ASSIGNMENT ::
The entries are to be repeated verbatim, with nothing left out.

• • • • • • •

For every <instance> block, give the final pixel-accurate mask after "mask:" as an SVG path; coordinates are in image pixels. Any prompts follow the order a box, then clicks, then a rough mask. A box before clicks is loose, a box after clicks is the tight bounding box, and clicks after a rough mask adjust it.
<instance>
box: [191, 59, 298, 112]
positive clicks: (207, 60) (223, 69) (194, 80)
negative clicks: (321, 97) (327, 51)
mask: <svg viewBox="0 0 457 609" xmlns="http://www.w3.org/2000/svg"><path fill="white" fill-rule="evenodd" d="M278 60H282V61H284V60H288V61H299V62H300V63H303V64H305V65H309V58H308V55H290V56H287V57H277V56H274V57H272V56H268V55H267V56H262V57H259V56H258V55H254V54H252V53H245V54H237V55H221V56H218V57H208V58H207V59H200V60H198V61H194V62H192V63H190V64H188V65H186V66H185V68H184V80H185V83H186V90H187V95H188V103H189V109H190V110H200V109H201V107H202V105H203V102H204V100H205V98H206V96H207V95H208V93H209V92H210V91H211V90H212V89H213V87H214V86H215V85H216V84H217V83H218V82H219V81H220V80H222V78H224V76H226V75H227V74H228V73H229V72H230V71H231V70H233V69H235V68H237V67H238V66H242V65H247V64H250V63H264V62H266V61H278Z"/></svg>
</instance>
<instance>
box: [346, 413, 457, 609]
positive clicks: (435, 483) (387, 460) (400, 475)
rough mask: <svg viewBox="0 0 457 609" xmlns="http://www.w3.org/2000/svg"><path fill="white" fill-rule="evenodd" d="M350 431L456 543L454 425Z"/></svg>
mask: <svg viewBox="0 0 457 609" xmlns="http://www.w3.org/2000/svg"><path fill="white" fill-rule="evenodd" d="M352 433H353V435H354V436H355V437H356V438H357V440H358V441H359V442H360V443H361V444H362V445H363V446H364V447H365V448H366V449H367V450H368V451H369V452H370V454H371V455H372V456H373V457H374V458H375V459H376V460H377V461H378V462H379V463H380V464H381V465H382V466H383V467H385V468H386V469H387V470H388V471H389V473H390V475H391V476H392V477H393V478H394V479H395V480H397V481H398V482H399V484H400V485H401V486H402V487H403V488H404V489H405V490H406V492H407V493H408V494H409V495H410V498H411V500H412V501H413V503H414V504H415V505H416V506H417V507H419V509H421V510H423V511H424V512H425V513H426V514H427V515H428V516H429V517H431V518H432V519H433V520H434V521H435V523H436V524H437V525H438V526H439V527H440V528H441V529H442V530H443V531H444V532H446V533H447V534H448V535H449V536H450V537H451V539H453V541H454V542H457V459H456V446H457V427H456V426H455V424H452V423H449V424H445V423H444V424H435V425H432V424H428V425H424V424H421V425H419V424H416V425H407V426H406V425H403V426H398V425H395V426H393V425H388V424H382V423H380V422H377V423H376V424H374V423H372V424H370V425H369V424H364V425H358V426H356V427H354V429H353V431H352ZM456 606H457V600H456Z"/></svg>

• • • • • • •

TASK ANSWER ::
For every <instance> block, give the final pixel-accurate mask after "mask:" as an SVG path; coordinates are in image pixels. Any prompts follow the order a box, then clicks, then a rough mask. A box before clicks is loose, a box after clicks is the tight bounding box, and clicks after a rough mask adjust it.
<instance>
box: [191, 59, 298, 112]
positive clicks: (207, 60) (223, 69) (194, 80)
negative clicks: (321, 97) (327, 51)
mask: <svg viewBox="0 0 457 609" xmlns="http://www.w3.org/2000/svg"><path fill="white" fill-rule="evenodd" d="M278 60H282V61H284V60H288V61H299V62H300V63H303V64H305V65H309V58H308V55H290V56H287V57H277V56H274V57H272V56H268V55H267V56H262V57H259V56H258V55H254V54H252V53H245V54H237V55H221V56H218V57H208V58H207V59H200V60H198V61H194V62H192V63H190V64H188V65H186V66H185V68H184V80H185V83H186V90H187V95H188V103H189V109H190V110H200V109H201V107H202V105H203V102H204V100H205V98H206V96H207V95H208V93H209V92H210V91H211V90H212V89H213V87H214V86H215V85H216V84H217V83H218V82H219V81H220V80H222V78H224V76H226V75H227V74H228V73H229V72H230V71H231V70H233V69H235V68H237V67H238V66H242V65H247V64H250V63H264V62H266V61H278Z"/></svg>
</instance>
<instance>
box: [346, 413, 457, 609]
positive clicks: (435, 483) (387, 460) (400, 475)
rough mask: <svg viewBox="0 0 457 609" xmlns="http://www.w3.org/2000/svg"><path fill="white" fill-rule="evenodd" d="M350 431L456 543L454 425Z"/></svg>
mask: <svg viewBox="0 0 457 609" xmlns="http://www.w3.org/2000/svg"><path fill="white" fill-rule="evenodd" d="M352 433H353V435H354V436H355V437H356V438H357V440H358V441H359V442H360V443H361V444H362V445H363V446H364V447H365V448H366V449H367V450H368V451H369V452H370V454H371V455H372V456H373V457H374V458H375V459H376V460H377V461H378V462H379V463H380V464H381V465H382V466H383V467H385V468H386V469H387V470H388V471H389V473H390V475H391V476H392V477H393V478H394V479H395V480H397V481H398V482H399V484H400V485H401V486H402V487H403V488H404V489H405V490H406V492H407V493H408V494H409V495H410V498H411V500H412V501H413V503H414V504H415V505H416V506H417V507H419V509H421V510H423V511H424V512H425V513H426V514H427V515H428V516H429V517H431V518H432V519H433V520H434V521H435V523H436V524H437V525H438V526H439V527H440V528H441V529H442V530H443V531H444V532H446V533H447V534H448V535H449V536H450V537H451V539H453V541H454V542H457V459H456V446H457V427H456V426H455V424H452V423H449V424H445V423H444V424H435V425H432V424H428V425H424V424H421V425H419V424H416V425H407V426H406V425H403V426H398V425H395V426H393V425H388V424H382V423H380V422H377V423H376V424H374V423H372V424H370V425H369V424H364V425H358V426H356V427H354V429H353V431H352ZM456 606H457V600H456Z"/></svg>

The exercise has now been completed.